• **Short problem 1**
Output every line of the records below as a Markdown table with the columns "Row" and "Line", leaving out blank lines.

Demonstration of multi-time quantum statistics without measurement back-action

• URL: http://arxiv.org/abs/2207.06106v1
• Date: Wed, 13 Jul 2022 10:28:01 GMT
• Title: Demonstration of multi-time quantum statistics without measurement back-action
• Authors: Pengfei Wang, Hyukjoon Kwon, Chun-Yang Luan, Wentao Chen, Mu Qiao, Zinan Zhou, Kaizhao Wang, M. S. Kim and Kihwan Kim
• Abstract summary: It is challenging to obtain quantum statistics of multiple time points due to the principle of quantum mechanics that a measurement disturbs the quantum state. We propose an ancilla-assisted measurement scheme that does not suffer from the measurement-induced back-action.

• **Supplied material**
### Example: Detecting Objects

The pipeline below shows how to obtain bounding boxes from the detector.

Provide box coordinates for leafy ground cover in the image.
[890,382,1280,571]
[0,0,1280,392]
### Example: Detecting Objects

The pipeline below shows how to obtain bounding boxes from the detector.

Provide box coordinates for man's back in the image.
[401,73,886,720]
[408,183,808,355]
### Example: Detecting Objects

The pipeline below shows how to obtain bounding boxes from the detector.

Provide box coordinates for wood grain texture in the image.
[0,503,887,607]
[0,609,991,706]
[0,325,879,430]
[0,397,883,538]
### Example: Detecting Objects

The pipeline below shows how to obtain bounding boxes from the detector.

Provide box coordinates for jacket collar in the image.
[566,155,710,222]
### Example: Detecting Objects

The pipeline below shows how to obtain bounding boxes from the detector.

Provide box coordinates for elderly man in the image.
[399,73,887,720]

• **Short problem 2**
Answer these questions about the arXiv entry on multi-time quantum statistics:
(a) What date and time does the entry give?
(b) According to the abstract summary, what principle of quantum mechanics makes multi-time statistics hard to obtain?
(c) What kind of measurement scheme do the authors propose?

• **Exercise solution 1**
| Row | Line |
|---|---|
| 1 | ### Example: Detecting Objects |
| 2 | The pipeline below shows how to obtain bounding boxes from the detector. |
| 3 | Provide box coordinates for leafy ground cover in the image. |
| 4 | [890,382,1280,571] |
| 5 | [0,0,1280,392] |
| 6 | ### Example: Detecting Objects |
| 7 | The pipeline below shows how to obtain bounding boxes from the detector. |
| 8 | Provide box coordinates for man's back in the image. |
| 9 | [401,73,886,720] |
| 10 | [408,183,808,355] |
| 11 | ### Example: Detecting Objects |
| 12 | The pipeline below shows how to obtain bounding boxes from the detector. |
| 13 | Provide box coordinates for wood grain texture in the image. |
| 14 | [0,503,887,607] |
| 15 | [0,609,991,706] |
| 16 | [0,325,879,430] |
| 17 | [0,397,883,538] |
| 18 | ### Example: Detecting Objects |
| 19 | The pipeline below shows how to obtain bounding boxes from the detector. |
| 20 | Provide box coordinates for jacket collar in the image. |
| 21 | [566,155,710,222] |
| 22 | ### Example: Detecting Objects |
| 23 | The pipeline below shows how to obtain bounding boxes from the detector. |
| 24 | Provide box coordinates for elderly man in the image. |
| 25 | [399,73,887,720] |

• **Exercise solution 2**
(a) Wed, 13 Jul 2022 10:28:01 GMT
(b) A measurement disturbs the quantum state.
(c) An ancilla-assisted measurement scheme that does not suffer from measurement-induced back-action.